Page text =
▼

Well, then, you say, at that rate we ourselves possess nothing of God. But indeed we do, and will continue to do so. Only, it is from God that we receive it, and not from ourselves. For we will be even gods, if we deserve to be among those of whom He declared, “I have said, ‘You are gods,’ ” and “God stands in the congregation of the gods.” But this comes of God’s own grace, not from any property in us. For it is He alone who can make gods. (Tertullian, c. 200 CE)
I am of the opinion that the expression, “God will be all in all,” means that He will be “all” in each individual person. Now, He will be “all” in each individual in this way: when everything that one can either feel, understand, or think will be wholly God. This will be when a person has been cleansed from the dregs of every sort of vice, and has every cloud of wickedness completely swept away. . . . It is when God will be the measure and standard of all movements. Thus, God will be “all,” for there will no longer be any distinction of good and evil—for evil will exist nowhere. (Origen, c. 225 CE)

▲

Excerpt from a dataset
▼

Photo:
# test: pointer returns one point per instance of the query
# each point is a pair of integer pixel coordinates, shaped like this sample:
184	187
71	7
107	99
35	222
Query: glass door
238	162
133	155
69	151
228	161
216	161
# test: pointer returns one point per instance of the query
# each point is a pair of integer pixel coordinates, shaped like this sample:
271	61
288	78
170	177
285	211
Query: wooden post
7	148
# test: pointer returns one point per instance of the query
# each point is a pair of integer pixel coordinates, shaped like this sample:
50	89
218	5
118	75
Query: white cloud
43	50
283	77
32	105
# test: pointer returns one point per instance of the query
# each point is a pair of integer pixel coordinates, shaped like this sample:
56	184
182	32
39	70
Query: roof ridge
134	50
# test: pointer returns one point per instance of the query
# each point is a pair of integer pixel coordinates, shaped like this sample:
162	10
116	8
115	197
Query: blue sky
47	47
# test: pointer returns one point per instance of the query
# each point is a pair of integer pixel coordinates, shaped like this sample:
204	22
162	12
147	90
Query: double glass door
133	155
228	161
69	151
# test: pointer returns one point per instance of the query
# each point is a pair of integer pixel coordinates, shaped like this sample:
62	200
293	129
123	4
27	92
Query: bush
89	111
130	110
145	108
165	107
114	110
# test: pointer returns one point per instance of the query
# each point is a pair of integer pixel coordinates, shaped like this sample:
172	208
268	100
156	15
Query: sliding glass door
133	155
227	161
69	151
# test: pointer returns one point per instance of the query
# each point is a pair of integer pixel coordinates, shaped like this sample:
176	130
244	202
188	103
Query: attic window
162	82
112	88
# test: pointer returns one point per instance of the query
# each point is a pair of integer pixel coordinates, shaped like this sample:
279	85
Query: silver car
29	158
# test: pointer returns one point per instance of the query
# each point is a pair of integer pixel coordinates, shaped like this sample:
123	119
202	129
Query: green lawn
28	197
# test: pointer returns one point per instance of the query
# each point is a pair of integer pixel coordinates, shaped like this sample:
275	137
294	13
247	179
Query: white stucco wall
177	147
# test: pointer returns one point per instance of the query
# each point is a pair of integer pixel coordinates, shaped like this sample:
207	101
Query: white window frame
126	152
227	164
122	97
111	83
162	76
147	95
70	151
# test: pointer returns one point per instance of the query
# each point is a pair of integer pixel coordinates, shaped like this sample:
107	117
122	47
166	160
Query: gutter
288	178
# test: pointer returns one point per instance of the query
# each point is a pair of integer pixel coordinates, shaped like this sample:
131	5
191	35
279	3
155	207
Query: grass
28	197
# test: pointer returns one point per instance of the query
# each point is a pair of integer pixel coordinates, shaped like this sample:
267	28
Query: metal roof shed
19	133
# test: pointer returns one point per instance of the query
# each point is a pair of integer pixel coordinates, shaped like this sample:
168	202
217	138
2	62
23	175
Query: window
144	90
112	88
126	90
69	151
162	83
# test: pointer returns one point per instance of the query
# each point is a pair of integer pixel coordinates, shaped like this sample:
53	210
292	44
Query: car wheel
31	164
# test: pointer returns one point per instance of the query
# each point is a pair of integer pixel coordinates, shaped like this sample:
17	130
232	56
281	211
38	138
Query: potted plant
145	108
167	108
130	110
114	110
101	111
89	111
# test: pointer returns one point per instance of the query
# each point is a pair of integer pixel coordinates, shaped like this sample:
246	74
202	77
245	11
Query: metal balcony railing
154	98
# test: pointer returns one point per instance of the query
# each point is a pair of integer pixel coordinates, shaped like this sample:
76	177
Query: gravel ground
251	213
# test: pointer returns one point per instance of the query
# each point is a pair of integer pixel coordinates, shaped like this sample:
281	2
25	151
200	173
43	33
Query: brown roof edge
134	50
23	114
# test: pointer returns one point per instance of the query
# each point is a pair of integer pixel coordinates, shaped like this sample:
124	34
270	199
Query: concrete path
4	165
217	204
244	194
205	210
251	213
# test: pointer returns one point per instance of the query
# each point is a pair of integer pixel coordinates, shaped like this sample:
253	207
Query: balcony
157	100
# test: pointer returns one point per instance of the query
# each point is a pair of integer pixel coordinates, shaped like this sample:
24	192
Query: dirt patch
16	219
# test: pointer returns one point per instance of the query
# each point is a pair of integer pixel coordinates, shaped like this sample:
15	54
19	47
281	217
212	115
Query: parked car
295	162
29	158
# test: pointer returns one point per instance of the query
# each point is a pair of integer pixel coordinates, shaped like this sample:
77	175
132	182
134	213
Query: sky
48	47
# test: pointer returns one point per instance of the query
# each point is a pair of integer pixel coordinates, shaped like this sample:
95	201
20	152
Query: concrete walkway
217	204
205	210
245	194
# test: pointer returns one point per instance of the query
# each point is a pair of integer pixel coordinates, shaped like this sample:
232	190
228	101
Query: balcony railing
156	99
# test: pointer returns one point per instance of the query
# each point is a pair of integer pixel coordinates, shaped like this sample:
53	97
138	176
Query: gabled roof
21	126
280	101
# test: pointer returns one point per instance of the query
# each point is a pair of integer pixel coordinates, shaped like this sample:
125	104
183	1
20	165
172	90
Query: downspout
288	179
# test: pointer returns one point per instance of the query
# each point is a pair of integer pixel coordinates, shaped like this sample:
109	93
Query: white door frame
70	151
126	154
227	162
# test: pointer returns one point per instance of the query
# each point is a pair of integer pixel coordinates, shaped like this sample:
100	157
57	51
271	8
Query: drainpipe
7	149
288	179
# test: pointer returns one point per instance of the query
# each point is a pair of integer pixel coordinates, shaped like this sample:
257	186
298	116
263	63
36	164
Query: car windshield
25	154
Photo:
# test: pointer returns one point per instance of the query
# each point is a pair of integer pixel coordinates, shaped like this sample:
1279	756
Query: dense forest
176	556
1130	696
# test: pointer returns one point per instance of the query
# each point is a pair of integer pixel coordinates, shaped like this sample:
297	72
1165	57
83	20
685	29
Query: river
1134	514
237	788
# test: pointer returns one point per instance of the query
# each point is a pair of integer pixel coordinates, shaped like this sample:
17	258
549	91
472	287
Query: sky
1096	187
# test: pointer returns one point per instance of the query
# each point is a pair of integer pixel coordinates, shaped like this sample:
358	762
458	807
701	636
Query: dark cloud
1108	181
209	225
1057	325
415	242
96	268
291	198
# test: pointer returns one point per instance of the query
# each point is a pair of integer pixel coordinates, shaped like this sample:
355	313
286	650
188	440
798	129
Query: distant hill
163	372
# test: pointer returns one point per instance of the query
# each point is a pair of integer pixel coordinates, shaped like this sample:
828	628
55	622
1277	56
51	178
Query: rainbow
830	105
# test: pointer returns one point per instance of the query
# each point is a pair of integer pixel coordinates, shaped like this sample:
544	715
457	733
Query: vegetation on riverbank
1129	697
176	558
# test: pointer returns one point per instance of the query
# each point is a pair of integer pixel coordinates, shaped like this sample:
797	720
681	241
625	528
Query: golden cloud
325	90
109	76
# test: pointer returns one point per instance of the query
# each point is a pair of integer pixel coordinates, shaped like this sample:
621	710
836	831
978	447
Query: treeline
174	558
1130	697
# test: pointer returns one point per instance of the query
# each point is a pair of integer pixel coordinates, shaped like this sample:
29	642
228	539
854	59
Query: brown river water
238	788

▲

Task set =
a - Condense the paragraph of the quoted passages that begins "Well, then, you say" into a short bulleted list that keeps its main points.
b - Answer these questions using the quoted passages:
(i) Who alone can make gods, according to the first passage?
(ii) What expression does the second passage interpret?
(iii) What approximate date is given for Origen?
c - According to the quoted passages, God will be "all" in each person when everything that person can do in three named ways is wholly God. List those three activities.

Answer list =
a -
- Objection: on this view, we possess nothing of God.
- Reply: we do possess something of God and will continue to, but we receive it from God, not from ourselves.
- We will even be gods if we deserve to be among those of whom He said, "You are gods," and "God stands in the congregation of the gods."
- This comes from God's grace, not from any property in us, because He alone can make gods.
- Attributed to Tertullian, c. 200 CE.

b -
(i) God alone can make gods.
(ii) "God will be all in all."
(iii) c. 225 CE.

c -
- Feel
- Understand
- Think